_REQUIRED TASK:_ Write out all of the entries exactly as given.

--- START SUPPLIED RECORDS ---

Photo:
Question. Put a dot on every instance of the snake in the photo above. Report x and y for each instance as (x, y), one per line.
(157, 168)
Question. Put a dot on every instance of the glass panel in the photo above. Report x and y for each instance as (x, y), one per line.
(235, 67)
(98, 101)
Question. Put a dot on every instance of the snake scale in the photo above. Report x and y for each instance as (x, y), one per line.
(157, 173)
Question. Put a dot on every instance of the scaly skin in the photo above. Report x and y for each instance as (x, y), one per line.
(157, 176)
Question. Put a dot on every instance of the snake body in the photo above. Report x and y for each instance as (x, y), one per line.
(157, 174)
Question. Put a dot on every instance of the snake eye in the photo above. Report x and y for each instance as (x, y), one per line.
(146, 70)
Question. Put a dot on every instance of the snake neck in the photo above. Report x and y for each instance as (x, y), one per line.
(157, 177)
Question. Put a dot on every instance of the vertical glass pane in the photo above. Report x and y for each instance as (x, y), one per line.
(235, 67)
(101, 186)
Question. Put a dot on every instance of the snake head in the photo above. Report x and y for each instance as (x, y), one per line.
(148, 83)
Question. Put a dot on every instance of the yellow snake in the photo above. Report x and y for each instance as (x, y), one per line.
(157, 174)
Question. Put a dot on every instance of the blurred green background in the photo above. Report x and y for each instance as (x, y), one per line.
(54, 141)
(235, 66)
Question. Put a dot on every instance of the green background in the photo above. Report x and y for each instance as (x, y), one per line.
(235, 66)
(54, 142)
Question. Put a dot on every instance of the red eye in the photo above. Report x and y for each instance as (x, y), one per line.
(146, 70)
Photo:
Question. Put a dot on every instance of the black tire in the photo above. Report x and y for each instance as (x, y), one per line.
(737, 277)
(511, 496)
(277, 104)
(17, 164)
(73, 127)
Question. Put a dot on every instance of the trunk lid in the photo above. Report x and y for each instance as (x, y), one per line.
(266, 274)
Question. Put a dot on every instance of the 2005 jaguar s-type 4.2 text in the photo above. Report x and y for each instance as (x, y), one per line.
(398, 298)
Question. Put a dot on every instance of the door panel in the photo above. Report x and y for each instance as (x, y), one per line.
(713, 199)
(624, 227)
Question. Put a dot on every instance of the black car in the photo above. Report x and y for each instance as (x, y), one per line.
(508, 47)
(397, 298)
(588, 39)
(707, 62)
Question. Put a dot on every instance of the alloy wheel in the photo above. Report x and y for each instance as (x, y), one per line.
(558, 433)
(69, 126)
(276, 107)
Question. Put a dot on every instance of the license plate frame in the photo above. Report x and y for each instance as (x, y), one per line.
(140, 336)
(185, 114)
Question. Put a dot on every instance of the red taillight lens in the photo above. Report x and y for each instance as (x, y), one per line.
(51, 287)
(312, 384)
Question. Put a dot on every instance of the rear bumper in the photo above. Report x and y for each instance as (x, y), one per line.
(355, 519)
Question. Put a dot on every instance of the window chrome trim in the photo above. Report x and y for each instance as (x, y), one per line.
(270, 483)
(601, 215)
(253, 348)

--- END SUPPLIED RECORDS ---

_SOLUTION TO THE PROBLEM:_
Photo:
Question. Put a dot on every instance of the snake in the photo above. Report x and y for each instance as (x, y), one per line.
(157, 168)
Question. Put a dot on every instance of the glass panel in the photo above. Report x and y for each instance as (x, y), one per line.
(235, 67)
(98, 101)
Question. Put a dot on every instance of the snake scale in the photo above. Report x and y for each instance as (x, y), one per line.
(157, 173)
Question. Put a dot on every instance of the scaly skin in the photo above. Report x and y for each instance as (x, y), one per line.
(157, 176)
Question. Put a dot on every instance of the snake body in the photo above. Report x and y for each instance as (x, y), one per line.
(157, 174)
Question. Put a dot on every instance of the snake eye in the photo above. Report x and y for each instance as (x, y), one per line.
(146, 70)
Question. Put a dot on every instance of the snake neck in the photo above. Report x and y for each instance as (x, y), one per line.
(157, 177)
Question. Put a dot on every instance of the vertical glass pane in the photo above. Report x and y for each instance as (x, y), one per line.
(235, 67)
(101, 186)
Question. Put a dot on every instance of the snake head in the photo above. Report x and y for each instance as (x, y), one per line.
(148, 83)
Question. Put a dot on every instance of the yellow snake in the photo above. Report x and y for each instance as (x, y), one per line.
(157, 174)
Question. Put a dot on every instance of the blurred green background in the photo above. Report x and y for each instance as (x, y), one per line.
(54, 141)
(235, 66)
Question. Put a dot on every instance of the green background in the photo above. Report x and y for each instance as (x, y), one per line.
(235, 66)
(54, 142)
Question. Put a dot on every instance of the red eye in the photo above. Report x and y for each instance as (x, y), one per line.
(146, 70)
Photo:
Question. Put a dot on every instance of the black tire in the photo above. Report x and y for each instance as (x, y), one per line.
(737, 277)
(511, 496)
(277, 104)
(17, 164)
(73, 127)
Question. Put a dot on every instance of the trunk lid in the photo above. Report x and y for each instance as (x, y), one per line.
(266, 274)
Question. Put a dot on every instance of the 2005 jaguar s-type 4.2 text in the photo above. Report x and y for each instance as (x, y), one per line.
(398, 298)
Question. Put a dot on every instance of the door panel in the photo above. Report x and y for each instance as (x, y), one per line.
(713, 199)
(624, 227)
Question. Put a dot on every instance of the black car in the photo above. Report x and y for each instance as (x, y), one per line.
(508, 47)
(397, 298)
(588, 39)
(707, 62)
Question. Put a dot on every instance of the alloy wheel in the photo above. Report x and y for each instance as (x, y), one per line.
(558, 433)
(69, 126)
(276, 107)
Question. Put a dot on every instance of the license plate frame in the photo above. Report x and y for each instance as (x, y), one per line.
(140, 336)
(185, 114)
Question. Put a dot on every instance of the red taillight lens in the photo above. Report x and y for each instance as (x, y), one per line.
(51, 287)
(312, 384)
Question. Put a dot on every instance of the rear bumper in the photo above. Report x and y for each instance as (x, y), one per line.
(355, 519)
Question. Put a dot on every instance of the window chrome trim in the photo above. Report x and y for each instance as (x, y), one per line.
(270, 483)
(601, 215)
(253, 348)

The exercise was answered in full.